### [Consigne]
Pour chacun des enregistrements ci-dessous, placez les lignes dans une liste JSON de chaînes, à raison d'une chaîne par ligne. Les lignes vides sont à omettre.

### [Enregistrements à traiter]
----
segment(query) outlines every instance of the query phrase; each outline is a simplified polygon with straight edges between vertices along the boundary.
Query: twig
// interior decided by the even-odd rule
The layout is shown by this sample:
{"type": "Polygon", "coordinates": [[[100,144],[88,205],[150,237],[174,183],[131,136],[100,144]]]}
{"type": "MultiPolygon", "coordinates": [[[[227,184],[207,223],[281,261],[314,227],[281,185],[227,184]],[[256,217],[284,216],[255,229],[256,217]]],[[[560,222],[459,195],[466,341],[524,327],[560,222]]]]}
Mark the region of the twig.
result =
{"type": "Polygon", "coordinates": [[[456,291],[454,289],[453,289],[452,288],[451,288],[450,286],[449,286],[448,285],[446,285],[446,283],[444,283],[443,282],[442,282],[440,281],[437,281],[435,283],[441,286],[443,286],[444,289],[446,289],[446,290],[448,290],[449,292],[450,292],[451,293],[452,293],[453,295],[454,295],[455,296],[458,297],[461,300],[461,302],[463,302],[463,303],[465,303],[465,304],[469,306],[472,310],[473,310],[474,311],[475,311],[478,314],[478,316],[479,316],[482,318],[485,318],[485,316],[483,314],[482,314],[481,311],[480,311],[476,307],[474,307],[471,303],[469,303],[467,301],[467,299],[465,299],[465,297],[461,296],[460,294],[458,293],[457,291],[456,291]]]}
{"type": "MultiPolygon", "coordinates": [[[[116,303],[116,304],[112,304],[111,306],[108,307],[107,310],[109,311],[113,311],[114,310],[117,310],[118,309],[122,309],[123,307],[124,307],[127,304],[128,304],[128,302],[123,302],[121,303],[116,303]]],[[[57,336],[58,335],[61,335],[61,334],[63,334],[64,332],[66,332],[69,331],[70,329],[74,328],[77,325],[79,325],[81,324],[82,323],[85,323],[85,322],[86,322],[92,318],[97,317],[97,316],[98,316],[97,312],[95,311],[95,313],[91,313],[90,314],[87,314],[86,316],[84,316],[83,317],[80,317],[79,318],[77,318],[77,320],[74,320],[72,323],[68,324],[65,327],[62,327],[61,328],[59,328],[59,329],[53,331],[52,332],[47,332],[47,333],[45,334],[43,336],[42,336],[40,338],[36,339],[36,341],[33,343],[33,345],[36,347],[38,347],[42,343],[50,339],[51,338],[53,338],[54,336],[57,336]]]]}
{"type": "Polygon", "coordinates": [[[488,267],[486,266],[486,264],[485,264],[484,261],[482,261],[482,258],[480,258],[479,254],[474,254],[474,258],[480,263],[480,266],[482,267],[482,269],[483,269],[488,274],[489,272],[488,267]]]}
----
### [Corrigé de l'exercice]
[
  "segment(query) outlines every instance of the query phrase; each outline is a simplified polygon with straight edges between vertices along the boundary.",
  "Query: twig",
  "// interior decided by the even-odd rule",
  "The layout is shown by this sample:",
  "{\"type\": \"Polygon\", \"coordinates\": [[[100,144],[88,205],[150,237],[174,183],[131,136],[100,144]]]}",
  "{\"type\": \"MultiPolygon\", \"coordinates\": [[[[227,184],[207,223],[281,261],[314,227],[281,185],[227,184]],[[256,217],[284,216],[255,229],[256,217]]],[[[560,222],[459,195],[466,341],[524,327],[560,222]]]]}",
  "Mark the region of the twig.",
  "result =",
  "{\"type\": \"Polygon\", \"coordinates\": [[[456,291],[454,289],[453,289],[452,288],[451,288],[450,286],[449,286],[448,285],[446,285],[446,283],[444,283],[443,282],[442,282],[440,281],[437,281],[435,283],[441,286],[443,286],[444,289],[446,289],[446,290],[448,290],[449,292],[450,292],[451,293],[452,293],[453,295],[454,295],[455,296],[458,297],[461,300],[461,302],[463,302],[463,303],[465,303],[465,304],[469,306],[472,310],[473,310],[474,311],[475,311],[478,314],[478,316],[479,316],[482,318],[485,318],[485,316],[483,314],[482,314],[481,311],[480,311],[476,307],[474,307],[471,303],[469,303],[467,301],[467,299],[465,299],[465,297],[461,296],[460,294],[458,293],[457,291],[456,291]]]}",
  "{\"type\": \"MultiPolygon\", \"coordinates\": [[[[116,303],[116,304],[112,304],[111,306],[108,307],[107,310],[109,311],[113,311],[114,310],[117,310],[118,309],[122,309],[123,307],[124,307],[127,304],[128,304],[128,302],[123,302],[121,303],[116,303]]],[[[57,336],[58,335],[61,335],[61,334],[63,334],[64,332],[66,332],[69,331],[70,329],[74,328],[77,325],[79,325],[81,324],[82,323],[85,323],[85,322],[86,322],[92,318],[97,317],[97,316],[98,316],[97,312],[95,311],[95,313],[91,313],[90,314],[87,314],[86,316],[84,316],[83,317],[80,317],[79,318],[77,318],[77,320],[74,320],[72,323],[68,324],[65,327],[62,327],[61,328],[59,328],[59,329],[53,331],[52,332],[47,332],[47,333],[45,334],[43,336],[42,336],[40,338],[36,339],[36,341],[33,343],[33,345],[36,347],[38,347],[42,343],[50,339],[51,338],[53,338],[54,336],[57,336]]]]}",
  "{\"type\": \"Polygon\", \"coordinates\": [[[488,267],[486,266],[486,264],[485,264],[484,261],[482,261],[482,258],[480,258],[479,254],[474,254],[474,258],[480,263],[480,266],[482,267],[482,269],[483,269],[488,274],[489,272],[488,267]]]}"
]